Texto de origen:
....

Domingo 14 de abril de 2019
Una de las cuestiones dominantes en el debate urbanístico de principios del siglo XX era el del tamaño de las ciudades. Se pretendía determinar el máximo de habitantes que podía albergar una ciudad sin que su número se convirtiese en un obstáculo para su correcto funcionamiento. La optimización de los recursos, desde un punto de vista cuantitativo, fue dejando a un lado las preocupaciones sobre lo cualitativo.

....

Qué se necesita:
Reproduce completo, palabra por palabra, el texto sobre el tamaño de las ciudades, incluida la fecha.

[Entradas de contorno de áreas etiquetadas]

....

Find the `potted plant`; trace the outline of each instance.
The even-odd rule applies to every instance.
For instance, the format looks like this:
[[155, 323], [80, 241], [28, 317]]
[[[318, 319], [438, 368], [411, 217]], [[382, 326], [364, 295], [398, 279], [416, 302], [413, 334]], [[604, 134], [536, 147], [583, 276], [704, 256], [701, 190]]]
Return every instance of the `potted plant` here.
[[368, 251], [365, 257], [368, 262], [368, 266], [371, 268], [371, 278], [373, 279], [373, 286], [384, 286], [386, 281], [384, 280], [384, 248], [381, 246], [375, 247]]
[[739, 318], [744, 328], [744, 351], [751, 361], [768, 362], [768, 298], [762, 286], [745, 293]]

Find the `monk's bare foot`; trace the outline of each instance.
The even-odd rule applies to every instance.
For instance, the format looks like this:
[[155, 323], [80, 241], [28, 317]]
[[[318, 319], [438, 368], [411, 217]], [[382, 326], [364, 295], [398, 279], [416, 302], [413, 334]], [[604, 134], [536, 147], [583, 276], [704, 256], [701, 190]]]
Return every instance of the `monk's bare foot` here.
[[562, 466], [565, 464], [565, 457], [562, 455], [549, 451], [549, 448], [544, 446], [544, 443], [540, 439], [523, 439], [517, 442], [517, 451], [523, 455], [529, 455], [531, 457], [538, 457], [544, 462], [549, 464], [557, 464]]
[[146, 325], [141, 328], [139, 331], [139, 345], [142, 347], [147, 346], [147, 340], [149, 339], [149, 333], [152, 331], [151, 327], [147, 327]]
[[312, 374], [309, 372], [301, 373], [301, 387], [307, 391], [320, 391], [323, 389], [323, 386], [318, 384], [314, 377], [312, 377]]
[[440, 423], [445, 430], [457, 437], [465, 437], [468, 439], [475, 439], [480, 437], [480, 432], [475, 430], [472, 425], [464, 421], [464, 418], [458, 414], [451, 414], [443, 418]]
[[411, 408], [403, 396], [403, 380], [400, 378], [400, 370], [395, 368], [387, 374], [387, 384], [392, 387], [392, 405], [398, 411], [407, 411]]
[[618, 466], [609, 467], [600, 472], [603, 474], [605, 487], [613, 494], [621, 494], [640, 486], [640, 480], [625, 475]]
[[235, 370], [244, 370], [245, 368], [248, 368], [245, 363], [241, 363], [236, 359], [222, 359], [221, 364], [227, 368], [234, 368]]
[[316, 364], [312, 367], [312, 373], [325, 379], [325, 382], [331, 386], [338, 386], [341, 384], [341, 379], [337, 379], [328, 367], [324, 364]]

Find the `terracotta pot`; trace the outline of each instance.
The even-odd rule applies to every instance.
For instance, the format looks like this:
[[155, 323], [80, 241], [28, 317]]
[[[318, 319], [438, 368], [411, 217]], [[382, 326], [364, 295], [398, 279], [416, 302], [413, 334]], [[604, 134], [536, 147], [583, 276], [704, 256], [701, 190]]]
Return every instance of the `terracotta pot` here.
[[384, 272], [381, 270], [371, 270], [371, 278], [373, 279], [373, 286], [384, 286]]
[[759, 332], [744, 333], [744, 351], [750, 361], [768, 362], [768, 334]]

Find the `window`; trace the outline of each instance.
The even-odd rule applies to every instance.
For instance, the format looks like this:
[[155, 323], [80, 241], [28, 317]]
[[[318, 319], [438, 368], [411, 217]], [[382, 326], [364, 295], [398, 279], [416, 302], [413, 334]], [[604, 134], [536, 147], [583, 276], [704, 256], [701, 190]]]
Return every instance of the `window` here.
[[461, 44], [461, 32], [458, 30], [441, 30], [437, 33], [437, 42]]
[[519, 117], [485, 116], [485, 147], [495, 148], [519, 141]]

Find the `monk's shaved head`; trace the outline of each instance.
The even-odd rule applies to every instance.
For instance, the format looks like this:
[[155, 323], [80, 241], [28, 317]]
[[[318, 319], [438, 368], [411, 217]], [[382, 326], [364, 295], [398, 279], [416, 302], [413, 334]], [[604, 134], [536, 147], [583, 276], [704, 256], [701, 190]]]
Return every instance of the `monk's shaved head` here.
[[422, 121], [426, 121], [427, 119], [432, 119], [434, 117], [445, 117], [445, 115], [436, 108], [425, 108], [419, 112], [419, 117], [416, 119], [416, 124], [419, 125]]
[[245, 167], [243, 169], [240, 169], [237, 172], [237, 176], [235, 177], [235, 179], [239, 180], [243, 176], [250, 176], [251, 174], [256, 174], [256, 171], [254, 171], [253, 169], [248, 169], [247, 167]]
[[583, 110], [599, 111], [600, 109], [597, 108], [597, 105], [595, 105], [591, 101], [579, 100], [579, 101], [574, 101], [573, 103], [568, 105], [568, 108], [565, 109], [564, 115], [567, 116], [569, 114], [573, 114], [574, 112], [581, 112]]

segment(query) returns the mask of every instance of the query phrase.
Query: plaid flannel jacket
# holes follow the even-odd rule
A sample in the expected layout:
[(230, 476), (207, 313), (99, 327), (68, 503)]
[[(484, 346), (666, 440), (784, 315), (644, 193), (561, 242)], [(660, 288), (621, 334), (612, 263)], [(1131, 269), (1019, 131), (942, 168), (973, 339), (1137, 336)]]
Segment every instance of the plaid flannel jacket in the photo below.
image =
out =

....

Respuesta solicitada:
Domingo 14 de abril de 2019
Una de las cuestiones dominantes en el debate urbanístico de principios del siglo XX era el del tamaño de las ciudades. Se pretendía determinar el máximo de habitantes que podía albergar una ciudad sin que su número se convirtiese en un obstáculo para su correcto funcionamiento. La optimización de los recursos, desde un punto de vista cuantitativo, fue dejando a un lado las preocupaciones sobre lo cualitativo.